═════ 本文
福音を告げ知らされるのは聖霊の働きです。それに与る私たちは苦しみを抱えた者どうしとして大いに慰められるでしょう。

心配するな

マタイによる福音書6:25-34

2009年10月4日

私たちは生きている限り、思い悩むことはつきものです。例えば、学校や、職場、家庭、教会において様々なことで思い悩んでいるのではないでしょうか。2000年前、イエスさまの山上の説教を聞きに来ていた聴衆は私たち以上に、衣食の問題に困っていたと思います。

実は「何を食べようか、何を飲もうかと~何を着ようか思い悩むな」というイエスさまの言葉は、24節の「神の富とに仕えることが出来ない」という文脈に沿って語られています。すなわち、当時の聴衆にとって衣食の問題があまりにも切実なために、それ自体が目的化されてしまい、命の尊厳がないがしろにされていたことへの戒めの言葉なのです。

イエスさまは聴衆の目を、空の鳥や、野の花を養われる神さまに向かわせます。その神さまが「あなたがたの天の父」であり、日々の切実なものが「あなたがたに必要」だとご存知であるから、「何よりもまず、神の国と神の義を求めなさい。そうすればこれらのものはみな加えて与えられる」と言われます。

様々な日常の心配の中でも、小さな出来事に働かれる神さまを見出したいものです。また、わたしたちは市場主義や、競争主義を謳うこの世の価値観で生きるのではなく、被造物すべてを愛をもって支配しておられる神さまに仕えることを日々選び取って歩みましょう。

主よ、助けてください

マタイによる福音書14:22-33

2009年9月13日

イエスさまに強いられて船に乗せられた弟子たちは、夜通し逆風の高波に苦労します。実は、弟子たちが途方に暮れていた時、イエスさまも夜通しひとりで山の上で祈っておられました。すぐ前の話の5000人の給食の時も、逆風に苦労している時もイエスさまは弟子たちと共におられたのです。そして夜が明けるころに、弟子たちに近づいて来られました。

弟子たちは「幽霊だ」と叫びますが、イエスさまは「安心しない、わたしだ。恐れることはない」(27)と言われます。不安や恐怖にかられていた弟子たちにこれほど力強い言葉があったのでしょうか。励まされたペトロは早速船から降りて水の上を歩きますが、強風に気を取られて水に沈みかけます。このペトロの姿は私たちの自画像のようです。

しかし、ペトロは「主よ、助けてください」と叫ぶことが出来ました。そしてイエスさまは「すぐに手を伸ばして捕まえ『信仰の薄い者よ、なぜ疑ったのか』」(31)と言われます。これは夜通し弟子たちのために祈られ、近寄って「わたしだ」と声をかけられ、そして沈みかけていくペトロをすぐに捕まえてくださった、イエスさまの憐れみ深い言葉です。
══════════
═════ 抽出情報
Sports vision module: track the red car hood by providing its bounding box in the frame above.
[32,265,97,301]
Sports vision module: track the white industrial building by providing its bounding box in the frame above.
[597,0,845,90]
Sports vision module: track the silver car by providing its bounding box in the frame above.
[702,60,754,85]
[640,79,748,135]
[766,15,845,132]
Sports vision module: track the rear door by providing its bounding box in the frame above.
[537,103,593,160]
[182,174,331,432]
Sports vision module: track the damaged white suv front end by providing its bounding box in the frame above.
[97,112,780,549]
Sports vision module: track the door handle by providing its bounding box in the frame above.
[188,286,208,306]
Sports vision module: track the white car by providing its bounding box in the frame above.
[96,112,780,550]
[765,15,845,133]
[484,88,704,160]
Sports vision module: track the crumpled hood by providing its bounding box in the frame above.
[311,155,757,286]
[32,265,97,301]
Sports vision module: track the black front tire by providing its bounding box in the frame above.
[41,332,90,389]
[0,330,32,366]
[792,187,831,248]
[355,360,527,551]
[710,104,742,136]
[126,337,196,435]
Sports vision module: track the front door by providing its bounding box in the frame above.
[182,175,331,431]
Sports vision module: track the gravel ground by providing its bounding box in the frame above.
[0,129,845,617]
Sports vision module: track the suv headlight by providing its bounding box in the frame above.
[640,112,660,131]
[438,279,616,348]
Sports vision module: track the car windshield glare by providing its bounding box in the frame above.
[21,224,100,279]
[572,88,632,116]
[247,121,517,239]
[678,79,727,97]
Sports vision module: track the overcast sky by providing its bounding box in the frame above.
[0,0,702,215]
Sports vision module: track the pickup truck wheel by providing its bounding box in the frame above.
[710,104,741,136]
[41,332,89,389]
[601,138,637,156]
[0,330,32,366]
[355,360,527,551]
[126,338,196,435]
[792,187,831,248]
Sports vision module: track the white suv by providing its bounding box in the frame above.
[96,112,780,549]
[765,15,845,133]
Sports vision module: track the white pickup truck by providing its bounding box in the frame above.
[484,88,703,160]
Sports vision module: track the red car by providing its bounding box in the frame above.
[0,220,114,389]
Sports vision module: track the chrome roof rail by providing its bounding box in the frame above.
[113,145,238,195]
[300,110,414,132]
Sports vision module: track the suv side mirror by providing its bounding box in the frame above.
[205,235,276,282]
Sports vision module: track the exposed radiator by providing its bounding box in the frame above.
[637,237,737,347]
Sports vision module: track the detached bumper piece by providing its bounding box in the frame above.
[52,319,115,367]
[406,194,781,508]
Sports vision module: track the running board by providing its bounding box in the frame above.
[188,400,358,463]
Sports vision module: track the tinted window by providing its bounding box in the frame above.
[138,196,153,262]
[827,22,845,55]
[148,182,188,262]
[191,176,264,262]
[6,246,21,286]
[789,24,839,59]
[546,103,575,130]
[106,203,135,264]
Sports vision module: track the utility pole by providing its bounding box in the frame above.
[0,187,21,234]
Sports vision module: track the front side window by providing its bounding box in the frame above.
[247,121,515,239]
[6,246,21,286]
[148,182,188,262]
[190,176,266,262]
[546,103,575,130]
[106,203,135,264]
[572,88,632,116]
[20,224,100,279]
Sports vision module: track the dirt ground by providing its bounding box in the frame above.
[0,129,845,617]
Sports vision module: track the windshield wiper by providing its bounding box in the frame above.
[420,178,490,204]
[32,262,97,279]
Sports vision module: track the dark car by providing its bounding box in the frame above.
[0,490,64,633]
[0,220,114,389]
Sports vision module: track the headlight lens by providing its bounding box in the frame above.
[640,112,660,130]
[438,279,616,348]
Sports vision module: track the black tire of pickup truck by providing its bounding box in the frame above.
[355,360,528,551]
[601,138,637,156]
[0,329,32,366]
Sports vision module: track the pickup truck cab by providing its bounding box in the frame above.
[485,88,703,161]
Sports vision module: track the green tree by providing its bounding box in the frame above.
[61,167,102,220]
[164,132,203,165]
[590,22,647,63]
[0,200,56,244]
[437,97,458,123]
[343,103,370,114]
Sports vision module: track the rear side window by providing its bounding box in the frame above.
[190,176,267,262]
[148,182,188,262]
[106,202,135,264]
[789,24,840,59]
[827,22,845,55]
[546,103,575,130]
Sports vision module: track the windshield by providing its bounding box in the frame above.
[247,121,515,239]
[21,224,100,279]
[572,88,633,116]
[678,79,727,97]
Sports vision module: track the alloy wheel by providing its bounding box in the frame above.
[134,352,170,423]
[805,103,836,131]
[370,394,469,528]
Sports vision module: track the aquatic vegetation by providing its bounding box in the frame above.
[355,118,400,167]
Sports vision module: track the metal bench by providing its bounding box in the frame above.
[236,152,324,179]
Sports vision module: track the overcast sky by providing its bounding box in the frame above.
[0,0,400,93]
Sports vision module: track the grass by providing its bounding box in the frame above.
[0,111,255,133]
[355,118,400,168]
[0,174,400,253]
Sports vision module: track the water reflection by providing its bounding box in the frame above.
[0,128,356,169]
══════════
**やること:**
- A) 本文の最初の説教で、人が様々なことで思い悩む場として挙げられている場所をすべて書き出してください。
- B) リストの「Sports vision module: track the running」を含む行から「[485,88,703,161]」を含む行までを、依頼文も含めてすべて書き直してください。その際、座標の各数値を-16ずらしてください。

**出力一覧:**
- A) 学校、職場、家庭、教会

- B)
Sports vision module: track the running board by providing its bounding box in the frame above.
[172,384,342,447]
Sports vision module: track the tinted window by providing its bounding box in the frame above.
[122,180,137,246]
[811,6,829,39]
[132,166,172,246]
[175,160,248,246]
[-10,230,5,270]
[773,8,823,43]
[530,87,559,114]
[90,187,119,248]
Sports vision module: track the utility pole by providing its bounding box in the frame above.
[-16,171,5,218]
Sports vision module: track the front side window by providing its bounding box in the frame above.
[231,105,499,223]
[-10,230,5,270]
[132,166,172,246]
[174,160,250,246]
[530,87,559,114]
[90,187,119,248]
[556,72,616,100]
[4,208,84,263]
Sports vision module: track the dirt ground by providing its bounding box in the frame above.
[-16,113,829,601]
Sports vision module: track the windshield wiper by providing its bounding box in the frame above.
[404,162,474,188]
[16,246,81,263]
Sports vision module: track the dark car by providing its bounding box in the frame above.
[-16,474,48,617]
[-16,204,98,373]
Sports vision module: track the headlight lens by providing its bounding box in the frame above.
[624,96,644,114]
[422,263,600,332]
Sports vision module: track the black tire of pickup truck by providing its bounding box in the frame above.
[339,344,512,535]
[585,122,621,140]
[-16,313,16,350]
Sports vision module: track the pickup truck cab by providing its bounding box in the frame above.
[469,72,687,145]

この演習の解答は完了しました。